-- Start of TASK INPUTS --

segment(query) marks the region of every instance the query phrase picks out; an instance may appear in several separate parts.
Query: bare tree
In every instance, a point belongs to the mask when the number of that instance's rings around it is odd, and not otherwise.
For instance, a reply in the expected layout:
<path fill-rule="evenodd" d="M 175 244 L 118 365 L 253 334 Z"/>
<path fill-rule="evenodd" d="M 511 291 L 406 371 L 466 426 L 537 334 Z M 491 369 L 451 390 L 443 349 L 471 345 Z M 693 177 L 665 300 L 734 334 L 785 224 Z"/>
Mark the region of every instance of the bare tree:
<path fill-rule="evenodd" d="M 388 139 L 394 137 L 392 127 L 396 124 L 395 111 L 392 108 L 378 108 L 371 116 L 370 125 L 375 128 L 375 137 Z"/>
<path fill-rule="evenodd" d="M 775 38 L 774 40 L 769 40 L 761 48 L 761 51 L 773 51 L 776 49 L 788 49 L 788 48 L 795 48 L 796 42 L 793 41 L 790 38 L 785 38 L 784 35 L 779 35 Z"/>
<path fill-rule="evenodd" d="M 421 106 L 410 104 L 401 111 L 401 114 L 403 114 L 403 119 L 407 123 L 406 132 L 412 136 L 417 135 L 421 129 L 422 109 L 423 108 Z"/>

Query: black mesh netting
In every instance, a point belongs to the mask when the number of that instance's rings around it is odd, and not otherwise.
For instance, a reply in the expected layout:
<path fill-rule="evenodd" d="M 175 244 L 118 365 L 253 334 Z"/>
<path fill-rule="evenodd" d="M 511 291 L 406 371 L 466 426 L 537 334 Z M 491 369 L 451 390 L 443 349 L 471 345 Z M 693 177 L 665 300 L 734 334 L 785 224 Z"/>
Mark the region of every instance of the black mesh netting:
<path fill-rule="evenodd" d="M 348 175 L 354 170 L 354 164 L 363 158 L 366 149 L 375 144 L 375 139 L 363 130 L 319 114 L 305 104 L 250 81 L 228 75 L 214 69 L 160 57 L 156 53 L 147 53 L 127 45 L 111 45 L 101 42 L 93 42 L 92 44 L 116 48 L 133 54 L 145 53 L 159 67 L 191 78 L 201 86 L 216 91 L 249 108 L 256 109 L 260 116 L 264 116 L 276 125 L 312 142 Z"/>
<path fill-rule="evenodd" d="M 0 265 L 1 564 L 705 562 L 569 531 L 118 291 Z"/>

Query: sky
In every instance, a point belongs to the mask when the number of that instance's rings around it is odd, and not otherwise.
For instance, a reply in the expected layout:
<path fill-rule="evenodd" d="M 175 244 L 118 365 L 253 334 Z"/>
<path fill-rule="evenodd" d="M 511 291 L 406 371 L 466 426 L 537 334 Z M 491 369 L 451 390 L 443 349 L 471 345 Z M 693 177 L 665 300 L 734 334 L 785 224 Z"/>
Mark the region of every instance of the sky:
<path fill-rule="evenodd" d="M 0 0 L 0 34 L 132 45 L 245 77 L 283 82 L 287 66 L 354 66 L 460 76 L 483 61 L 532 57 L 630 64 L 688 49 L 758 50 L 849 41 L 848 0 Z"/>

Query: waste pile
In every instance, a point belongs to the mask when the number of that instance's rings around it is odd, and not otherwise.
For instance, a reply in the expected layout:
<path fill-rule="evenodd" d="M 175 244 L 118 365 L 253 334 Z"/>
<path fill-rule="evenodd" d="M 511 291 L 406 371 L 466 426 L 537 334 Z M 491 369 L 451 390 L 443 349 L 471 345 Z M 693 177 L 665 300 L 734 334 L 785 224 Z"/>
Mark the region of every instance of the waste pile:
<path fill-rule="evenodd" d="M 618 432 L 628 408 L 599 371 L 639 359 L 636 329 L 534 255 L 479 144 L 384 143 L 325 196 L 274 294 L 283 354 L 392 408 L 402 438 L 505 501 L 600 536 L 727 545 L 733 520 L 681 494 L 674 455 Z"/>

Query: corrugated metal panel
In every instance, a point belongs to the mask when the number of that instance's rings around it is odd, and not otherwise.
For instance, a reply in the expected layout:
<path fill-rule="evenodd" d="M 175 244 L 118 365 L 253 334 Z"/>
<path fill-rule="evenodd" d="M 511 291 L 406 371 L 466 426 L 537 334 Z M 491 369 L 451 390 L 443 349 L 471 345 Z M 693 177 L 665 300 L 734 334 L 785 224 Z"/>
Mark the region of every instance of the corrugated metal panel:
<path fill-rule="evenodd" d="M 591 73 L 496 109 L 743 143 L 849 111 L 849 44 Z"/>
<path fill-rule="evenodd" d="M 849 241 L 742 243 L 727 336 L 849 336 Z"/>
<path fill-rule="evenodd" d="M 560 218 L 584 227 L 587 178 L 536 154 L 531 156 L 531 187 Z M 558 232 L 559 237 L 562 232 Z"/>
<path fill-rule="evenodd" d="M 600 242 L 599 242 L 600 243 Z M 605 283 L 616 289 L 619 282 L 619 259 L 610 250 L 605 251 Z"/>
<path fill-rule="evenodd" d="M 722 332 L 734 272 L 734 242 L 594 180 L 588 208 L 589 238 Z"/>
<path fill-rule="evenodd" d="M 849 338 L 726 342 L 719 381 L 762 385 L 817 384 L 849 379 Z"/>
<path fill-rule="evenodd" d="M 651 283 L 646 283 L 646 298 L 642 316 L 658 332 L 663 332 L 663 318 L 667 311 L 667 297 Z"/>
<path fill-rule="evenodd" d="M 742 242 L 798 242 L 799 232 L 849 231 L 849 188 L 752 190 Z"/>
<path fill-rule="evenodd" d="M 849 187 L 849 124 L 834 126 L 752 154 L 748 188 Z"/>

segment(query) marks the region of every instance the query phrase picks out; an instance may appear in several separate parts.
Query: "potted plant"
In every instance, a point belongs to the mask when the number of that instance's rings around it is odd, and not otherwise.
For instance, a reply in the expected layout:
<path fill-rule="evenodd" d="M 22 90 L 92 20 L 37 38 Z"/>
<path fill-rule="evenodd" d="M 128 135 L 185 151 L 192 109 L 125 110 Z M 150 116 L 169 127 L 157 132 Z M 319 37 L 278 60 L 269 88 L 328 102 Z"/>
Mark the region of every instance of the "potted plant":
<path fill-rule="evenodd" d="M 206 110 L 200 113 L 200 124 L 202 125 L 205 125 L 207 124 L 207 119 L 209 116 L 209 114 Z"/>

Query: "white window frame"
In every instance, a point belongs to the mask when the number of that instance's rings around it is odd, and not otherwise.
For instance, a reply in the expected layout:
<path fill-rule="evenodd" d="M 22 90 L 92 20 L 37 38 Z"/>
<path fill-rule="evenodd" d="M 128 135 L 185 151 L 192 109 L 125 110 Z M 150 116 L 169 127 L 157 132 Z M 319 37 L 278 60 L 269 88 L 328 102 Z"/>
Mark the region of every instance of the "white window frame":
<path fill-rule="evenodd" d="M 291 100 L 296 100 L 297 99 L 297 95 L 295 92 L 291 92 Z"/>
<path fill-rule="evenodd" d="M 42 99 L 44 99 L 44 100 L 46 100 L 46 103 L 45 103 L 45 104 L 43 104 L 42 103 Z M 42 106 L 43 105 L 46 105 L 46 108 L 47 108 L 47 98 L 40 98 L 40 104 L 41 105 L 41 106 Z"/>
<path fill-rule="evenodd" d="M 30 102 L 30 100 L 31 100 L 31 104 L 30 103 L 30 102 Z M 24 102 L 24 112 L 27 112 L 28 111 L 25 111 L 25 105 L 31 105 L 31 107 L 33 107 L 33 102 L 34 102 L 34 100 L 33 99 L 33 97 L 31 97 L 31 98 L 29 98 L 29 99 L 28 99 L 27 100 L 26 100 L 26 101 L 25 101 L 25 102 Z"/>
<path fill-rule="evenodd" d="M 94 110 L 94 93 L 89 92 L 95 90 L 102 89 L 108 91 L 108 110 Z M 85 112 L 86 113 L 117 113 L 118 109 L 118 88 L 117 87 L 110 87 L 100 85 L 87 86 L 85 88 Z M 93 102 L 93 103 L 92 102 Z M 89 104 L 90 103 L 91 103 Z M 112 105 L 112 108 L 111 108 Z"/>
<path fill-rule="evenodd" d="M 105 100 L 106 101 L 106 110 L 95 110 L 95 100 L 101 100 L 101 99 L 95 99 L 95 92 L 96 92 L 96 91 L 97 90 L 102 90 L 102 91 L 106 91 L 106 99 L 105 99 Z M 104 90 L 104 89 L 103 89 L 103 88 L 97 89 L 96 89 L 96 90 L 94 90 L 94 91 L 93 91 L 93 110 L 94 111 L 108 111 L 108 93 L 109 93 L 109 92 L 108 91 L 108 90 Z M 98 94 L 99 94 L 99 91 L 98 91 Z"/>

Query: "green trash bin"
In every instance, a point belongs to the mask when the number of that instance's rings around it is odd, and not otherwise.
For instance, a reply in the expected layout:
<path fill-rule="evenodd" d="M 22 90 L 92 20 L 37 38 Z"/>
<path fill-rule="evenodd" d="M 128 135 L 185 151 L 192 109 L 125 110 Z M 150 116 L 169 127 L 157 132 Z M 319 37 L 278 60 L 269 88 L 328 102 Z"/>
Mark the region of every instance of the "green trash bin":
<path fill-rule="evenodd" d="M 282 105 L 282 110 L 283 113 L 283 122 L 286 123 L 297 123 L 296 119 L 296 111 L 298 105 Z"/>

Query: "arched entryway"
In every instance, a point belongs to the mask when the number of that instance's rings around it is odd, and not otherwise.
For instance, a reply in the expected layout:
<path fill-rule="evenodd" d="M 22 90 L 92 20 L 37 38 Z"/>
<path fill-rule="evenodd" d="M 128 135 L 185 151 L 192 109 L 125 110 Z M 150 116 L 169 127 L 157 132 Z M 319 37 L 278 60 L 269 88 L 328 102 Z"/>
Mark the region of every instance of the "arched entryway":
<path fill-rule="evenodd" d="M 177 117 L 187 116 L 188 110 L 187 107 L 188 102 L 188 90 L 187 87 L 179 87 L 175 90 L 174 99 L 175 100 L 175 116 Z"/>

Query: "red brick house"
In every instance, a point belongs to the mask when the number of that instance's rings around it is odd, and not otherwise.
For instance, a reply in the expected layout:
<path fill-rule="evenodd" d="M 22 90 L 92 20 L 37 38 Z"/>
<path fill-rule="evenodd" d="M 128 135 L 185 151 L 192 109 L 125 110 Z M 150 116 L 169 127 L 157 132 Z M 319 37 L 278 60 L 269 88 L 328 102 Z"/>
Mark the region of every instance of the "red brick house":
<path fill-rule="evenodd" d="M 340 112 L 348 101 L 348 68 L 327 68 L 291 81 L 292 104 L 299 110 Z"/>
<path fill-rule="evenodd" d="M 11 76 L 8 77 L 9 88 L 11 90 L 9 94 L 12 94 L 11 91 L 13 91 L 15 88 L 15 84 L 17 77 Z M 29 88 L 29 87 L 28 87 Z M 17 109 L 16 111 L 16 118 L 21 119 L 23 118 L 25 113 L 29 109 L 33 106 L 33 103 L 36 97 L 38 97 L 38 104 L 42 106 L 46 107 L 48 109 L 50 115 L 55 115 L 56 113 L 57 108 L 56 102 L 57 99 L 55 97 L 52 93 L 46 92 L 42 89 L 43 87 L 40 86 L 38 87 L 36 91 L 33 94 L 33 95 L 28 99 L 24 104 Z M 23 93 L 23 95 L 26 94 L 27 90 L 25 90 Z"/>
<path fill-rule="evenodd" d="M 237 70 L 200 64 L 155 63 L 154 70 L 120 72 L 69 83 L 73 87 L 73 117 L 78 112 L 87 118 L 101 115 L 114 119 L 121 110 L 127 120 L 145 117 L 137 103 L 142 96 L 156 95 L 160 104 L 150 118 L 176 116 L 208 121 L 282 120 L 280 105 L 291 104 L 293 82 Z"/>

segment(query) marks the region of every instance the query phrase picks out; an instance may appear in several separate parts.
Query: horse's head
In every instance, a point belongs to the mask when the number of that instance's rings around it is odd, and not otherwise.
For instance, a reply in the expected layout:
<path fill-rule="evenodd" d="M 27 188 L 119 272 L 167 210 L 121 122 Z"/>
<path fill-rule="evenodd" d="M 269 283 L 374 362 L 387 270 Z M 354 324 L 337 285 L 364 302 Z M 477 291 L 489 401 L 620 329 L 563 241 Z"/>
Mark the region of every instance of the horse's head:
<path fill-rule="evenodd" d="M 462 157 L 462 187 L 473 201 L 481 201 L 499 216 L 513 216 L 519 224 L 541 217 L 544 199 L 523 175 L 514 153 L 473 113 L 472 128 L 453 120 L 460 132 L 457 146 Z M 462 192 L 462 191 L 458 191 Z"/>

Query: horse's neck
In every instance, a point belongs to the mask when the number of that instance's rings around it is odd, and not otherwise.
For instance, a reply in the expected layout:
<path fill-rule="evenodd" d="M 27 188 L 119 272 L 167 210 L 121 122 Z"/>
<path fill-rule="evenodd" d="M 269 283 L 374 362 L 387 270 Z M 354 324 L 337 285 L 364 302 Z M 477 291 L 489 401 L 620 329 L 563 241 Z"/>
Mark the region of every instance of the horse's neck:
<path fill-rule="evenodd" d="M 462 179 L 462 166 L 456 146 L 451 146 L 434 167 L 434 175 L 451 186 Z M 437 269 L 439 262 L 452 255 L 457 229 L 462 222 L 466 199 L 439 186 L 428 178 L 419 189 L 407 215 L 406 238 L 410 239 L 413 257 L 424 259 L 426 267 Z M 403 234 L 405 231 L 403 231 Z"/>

-- End of TASK INPUTS --

## [AIM]
Starting with the line that contains "Query: horse's neck", print each line through the last one in the listing. Include both end lines and add nothing.

## [CORRECT RESULT]
Query: horse's neck
In every instance, a point belongs to the mask when the number of that instance's rings around it is odd, and not otherwise.
For instance, a reply in the expected layout:
<path fill-rule="evenodd" d="M 27 188 L 119 272 L 167 210 L 121 122 Z"/>
<path fill-rule="evenodd" d="M 269 283 L 374 362 L 387 270 Z M 354 324 L 337 285 L 364 302 Z M 477 291 L 489 401 L 620 329 L 563 241 Z"/>
Mark the region of every instance of the horse's neck:
<path fill-rule="evenodd" d="M 462 179 L 462 166 L 456 146 L 451 146 L 434 167 L 434 175 L 451 186 Z M 437 269 L 439 262 L 452 255 L 457 229 L 462 222 L 466 199 L 439 186 L 428 178 L 419 189 L 407 215 L 406 238 L 410 239 L 413 257 L 424 259 L 426 267 Z M 403 234 L 405 231 L 403 231 Z"/>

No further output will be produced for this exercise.